## SELECTED TEXT
Solving Matt Parker’s Coin Puzzle in Alteryx

Matt Parker is publishing a weekly puzzle on his Think Maths website every Wednesday. This week’s puzzle was a Coin Puzzle.

This puzzle felt like one that Alteryx would be well suited to solving.

Representing the Board’s State

The board looks like:

Board Layout

Each location can either have a coin or not have a coin. This means a binary representation is straight forward. Keeping the numbering order the same I choose to have 1 be the first bit through to 10 being the 10th bit. So a board like:

Board 2 Layout

Would be encoded to the number of 662:

Position 1 2 3 4 5 6 7 8 9 10 Total
Coin 0 1 1 0 1 0 0 1 0 1 5
Decimal Value 1 2 4 8 16 32 64 128 256 512 662

Additionally, we can now create all the possible states of the board by running through every number from 1 to 1022. We can ignore the completely empty board (state 0) and completely full board (start 1023). Our goal is to get to a state where only one bit is set.

## DATA ROWS
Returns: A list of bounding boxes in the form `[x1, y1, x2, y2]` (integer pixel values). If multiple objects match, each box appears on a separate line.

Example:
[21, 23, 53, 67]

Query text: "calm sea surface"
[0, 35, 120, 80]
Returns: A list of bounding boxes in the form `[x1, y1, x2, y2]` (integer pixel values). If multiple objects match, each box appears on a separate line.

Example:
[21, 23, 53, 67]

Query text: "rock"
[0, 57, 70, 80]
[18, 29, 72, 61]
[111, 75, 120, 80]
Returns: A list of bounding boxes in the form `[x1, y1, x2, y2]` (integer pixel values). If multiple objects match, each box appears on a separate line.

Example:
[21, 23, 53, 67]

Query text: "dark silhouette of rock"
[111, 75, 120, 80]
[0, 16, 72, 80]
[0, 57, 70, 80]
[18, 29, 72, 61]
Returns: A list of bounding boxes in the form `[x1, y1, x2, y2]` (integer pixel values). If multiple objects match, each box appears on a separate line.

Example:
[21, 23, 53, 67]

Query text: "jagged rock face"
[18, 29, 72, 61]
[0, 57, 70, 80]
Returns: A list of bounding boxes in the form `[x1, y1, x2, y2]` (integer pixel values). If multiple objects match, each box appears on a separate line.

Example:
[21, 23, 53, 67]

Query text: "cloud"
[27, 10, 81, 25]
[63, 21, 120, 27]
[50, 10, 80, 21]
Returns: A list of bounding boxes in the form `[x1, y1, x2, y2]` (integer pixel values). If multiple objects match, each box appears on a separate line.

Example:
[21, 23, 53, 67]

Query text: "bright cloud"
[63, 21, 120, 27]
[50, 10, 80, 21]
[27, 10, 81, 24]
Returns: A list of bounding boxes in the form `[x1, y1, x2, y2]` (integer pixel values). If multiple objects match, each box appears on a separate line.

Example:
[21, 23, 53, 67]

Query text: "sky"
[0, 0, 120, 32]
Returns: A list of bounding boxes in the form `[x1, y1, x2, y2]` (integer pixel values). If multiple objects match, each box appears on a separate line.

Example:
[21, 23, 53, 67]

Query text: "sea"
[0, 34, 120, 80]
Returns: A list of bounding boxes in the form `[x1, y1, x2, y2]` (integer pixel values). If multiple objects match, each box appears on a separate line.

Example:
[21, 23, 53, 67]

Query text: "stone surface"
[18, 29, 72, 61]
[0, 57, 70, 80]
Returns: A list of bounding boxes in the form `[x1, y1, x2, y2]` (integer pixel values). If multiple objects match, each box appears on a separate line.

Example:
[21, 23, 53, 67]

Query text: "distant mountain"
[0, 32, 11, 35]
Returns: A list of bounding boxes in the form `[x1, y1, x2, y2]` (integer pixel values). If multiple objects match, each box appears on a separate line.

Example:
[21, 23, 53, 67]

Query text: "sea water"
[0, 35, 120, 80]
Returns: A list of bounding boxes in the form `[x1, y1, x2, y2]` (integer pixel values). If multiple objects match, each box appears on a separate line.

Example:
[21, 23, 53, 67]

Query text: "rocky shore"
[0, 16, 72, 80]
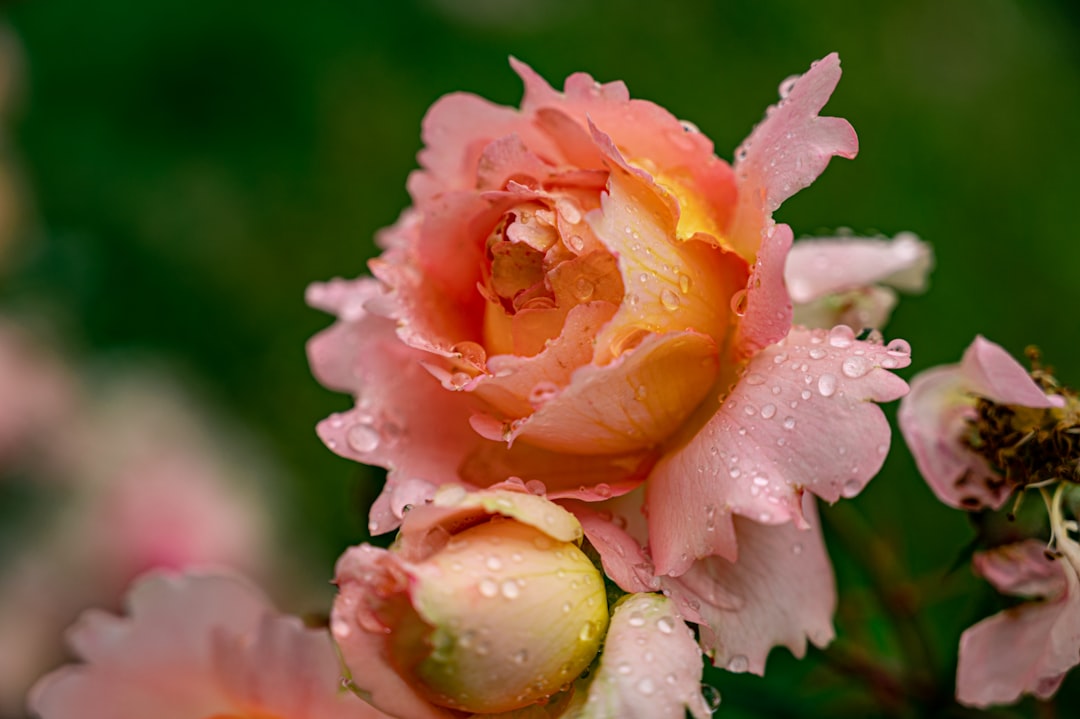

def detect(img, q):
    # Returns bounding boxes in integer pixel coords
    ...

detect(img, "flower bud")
[333,483,608,717]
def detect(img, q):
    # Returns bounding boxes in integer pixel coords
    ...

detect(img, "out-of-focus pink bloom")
[897,337,1064,510]
[29,574,386,719]
[308,55,908,574]
[956,538,1080,707]
[330,485,613,719]
[0,363,282,715]
[784,232,933,329]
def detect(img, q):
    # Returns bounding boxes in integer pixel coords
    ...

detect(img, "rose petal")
[960,335,1064,408]
[573,594,712,719]
[784,232,933,303]
[896,365,1013,510]
[646,326,910,575]
[729,53,859,257]
[956,540,1080,707]
[664,498,836,675]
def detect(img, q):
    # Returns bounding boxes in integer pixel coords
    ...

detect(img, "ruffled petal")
[308,274,484,532]
[664,498,836,675]
[960,335,1064,408]
[896,365,1012,510]
[956,540,1080,707]
[571,594,712,719]
[729,53,859,257]
[646,325,910,575]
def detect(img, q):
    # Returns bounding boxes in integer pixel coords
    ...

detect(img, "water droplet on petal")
[818,371,842,397]
[840,356,872,379]
[728,654,750,674]
[731,289,746,317]
[660,287,679,312]
[346,424,379,453]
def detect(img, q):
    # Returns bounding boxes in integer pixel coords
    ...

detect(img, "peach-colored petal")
[784,232,933,303]
[664,498,836,675]
[960,336,1064,408]
[956,540,1080,707]
[646,325,910,574]
[896,365,1013,510]
[730,53,859,257]
[572,594,712,719]
[503,331,718,455]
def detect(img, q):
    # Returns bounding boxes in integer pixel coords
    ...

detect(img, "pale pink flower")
[29,573,386,719]
[784,232,933,329]
[897,337,1063,510]
[956,538,1080,707]
[308,55,908,561]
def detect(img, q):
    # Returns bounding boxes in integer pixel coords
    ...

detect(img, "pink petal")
[308,274,484,532]
[573,594,712,719]
[646,325,910,575]
[956,540,1080,707]
[896,365,1013,510]
[730,53,859,256]
[731,225,792,356]
[664,498,836,675]
[784,232,933,303]
[330,544,457,719]
[960,336,1064,408]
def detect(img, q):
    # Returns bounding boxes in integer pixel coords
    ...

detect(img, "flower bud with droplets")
[330,486,608,718]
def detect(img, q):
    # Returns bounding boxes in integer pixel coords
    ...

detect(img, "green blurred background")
[0,0,1080,717]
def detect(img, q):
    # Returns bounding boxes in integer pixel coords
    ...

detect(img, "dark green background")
[0,0,1080,717]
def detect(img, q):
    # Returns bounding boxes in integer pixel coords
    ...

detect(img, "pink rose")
[308,55,908,574]
[29,574,388,719]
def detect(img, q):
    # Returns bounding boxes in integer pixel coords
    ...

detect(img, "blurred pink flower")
[784,232,933,329]
[29,573,386,719]
[897,337,1064,510]
[956,540,1080,707]
[308,55,908,574]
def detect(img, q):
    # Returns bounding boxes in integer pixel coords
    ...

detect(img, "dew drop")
[476,579,499,597]
[818,371,843,397]
[828,325,855,348]
[660,287,679,312]
[728,654,750,674]
[731,289,746,317]
[840,356,870,379]
[346,424,379,452]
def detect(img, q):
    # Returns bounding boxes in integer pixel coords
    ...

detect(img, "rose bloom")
[29,573,387,719]
[330,481,708,719]
[308,55,909,671]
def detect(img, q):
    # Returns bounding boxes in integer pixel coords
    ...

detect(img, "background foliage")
[0,0,1080,717]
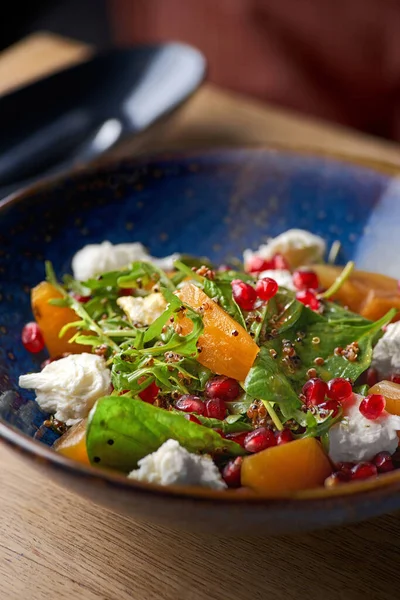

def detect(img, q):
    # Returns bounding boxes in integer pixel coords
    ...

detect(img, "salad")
[19,230,400,496]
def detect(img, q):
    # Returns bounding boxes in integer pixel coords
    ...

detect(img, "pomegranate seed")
[256,277,278,301]
[326,377,353,402]
[373,452,394,473]
[118,288,135,296]
[324,471,351,487]
[244,427,276,453]
[205,398,226,421]
[183,413,201,425]
[213,429,226,439]
[222,456,243,487]
[296,290,321,310]
[275,429,293,446]
[139,381,160,404]
[74,294,92,304]
[351,462,378,479]
[21,321,44,354]
[318,400,340,417]
[366,367,378,387]
[225,431,248,448]
[246,256,276,273]
[231,279,257,310]
[360,394,386,421]
[293,271,319,290]
[175,394,206,415]
[205,375,241,401]
[303,378,328,405]
[272,254,290,271]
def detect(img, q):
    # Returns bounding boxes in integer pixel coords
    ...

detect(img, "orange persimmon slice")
[31,281,88,358]
[241,438,332,497]
[53,419,90,465]
[177,283,259,381]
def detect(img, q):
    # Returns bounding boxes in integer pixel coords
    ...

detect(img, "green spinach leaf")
[86,396,245,473]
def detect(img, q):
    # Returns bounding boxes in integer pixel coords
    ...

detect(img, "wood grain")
[0,34,400,600]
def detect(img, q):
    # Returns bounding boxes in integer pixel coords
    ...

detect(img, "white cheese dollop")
[19,353,111,425]
[371,321,400,379]
[117,292,167,325]
[243,229,326,268]
[329,394,400,463]
[72,241,179,281]
[128,440,227,490]
[258,269,296,291]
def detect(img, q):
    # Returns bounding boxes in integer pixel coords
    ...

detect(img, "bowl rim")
[0,143,400,509]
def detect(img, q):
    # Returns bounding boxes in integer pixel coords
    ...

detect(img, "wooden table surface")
[0,34,400,600]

## SET TASKS
(1) Return the entries from the first line up to and including the line containing "[0, 34, 120, 80]", copying each line without change.
(2) Continue the write-up on solving the coin puzzle in Alteryx, starting after its last sentence.

## OUTPUTS
(1)
Returns: A list of bounding boxes in the form `[x1, y1, x2, y2]` (integer pixel values). If multiple objects match, each box appears on a separate line.

Example:
[21, 23, 53, 67]

Query text: "calm sea surface"
[0, 35, 120, 80]
Returns: A list of bounding boxes in the form `[x1, y1, x2, y2]` (integer pixel values). If multiple objects match, each box appears on a separate line.

Example:
[21, 23, 53, 67]

Query text: "rock"
[0, 57, 70, 80]
[18, 29, 72, 61]
[111, 75, 120, 80]
Returns: A list of bounding boxes in the form `[x1, y1, x2, y2]` (integer pixel values). If multiple objects match, each box appears on a separate line.

Example:
[21, 23, 53, 67]

Query text: "dark silhouette of rock"
[111, 75, 120, 80]
[0, 16, 72, 80]
[0, 57, 70, 80]
[18, 29, 72, 61]
Returns: A list of bounding boxes in the form `[x1, y1, x2, y2]` (integer pixel values). If multiple objects match, each box appears on a separate line.

Example:
[21, 23, 53, 67]

Query text: "jagged rock face"
[18, 29, 72, 61]
[0, 57, 70, 80]
Returns: A list of bounding boxes in the form `[x1, y1, x2, y2]` (integer pixel values). If multiple objects match, each box appears on a separate line.

Example:
[21, 23, 53, 67]

Query text: "cloud"
[27, 10, 81, 25]
[63, 21, 120, 27]
[50, 10, 80, 21]
Returns: A list of bounding boxes in the form `[x1, y1, x2, y2]` (integer pixel values). If multiple objects match, each box appears on a separate line.

Example:
[21, 23, 53, 67]

Query text: "bright cloud"
[63, 21, 120, 27]
[50, 10, 80, 21]
[27, 10, 81, 24]
Returns: A list of bounding boxes in the form `[x1, y1, x2, y2]` (integer pixel values). If multiple objects match, each box appears on a separate line.

Example:
[21, 23, 53, 67]

Query text: "sky"
[0, 0, 120, 32]
Returns: A list of bounding boxes in the form `[x1, y1, x2, y2]` (integer pixel values). If multiple objects match, each box appears on a separate line.

Example:
[21, 23, 53, 67]

Query text: "sea"
[0, 34, 120, 80]

(2)
Generate States

Using a Generate Rows tool to create a sequence from 1 to 1022 and then feeding this into a Formula tool to create the binary representation. The function I used was:

ReverseString(PadLeft(IntToBin([Mode]),10,'0'))

I chose to reverse the binary representation so character 1 of the string represents coin 1.

Legitimate Moves

Next, want to consider the set of possible moves. The board is very symmetrical so if we look at moving 1 it’s like looking at 7 and 10 as well. Likewise, 2 is like looking at 3, 4, 6, 8 and 9. And finally, we have 5 to look at.

Moving Coin 1

Coin 1 can only jump to either 4 or 6 and only if 2 or 3 are occupied respectively. All other moves are either not in a straight line or exceed the bounds of the board.

Moving Coin 2

Coin 2 can only jump to either 7 or 9 and only if 4 or53 are occupied respectively.

Finally, coin 5 cannot itself jump anywhere without exceeding the bounds of the board.

We can now build an entire set of all legitimate moves:

Start Moves (Start – Jump – End)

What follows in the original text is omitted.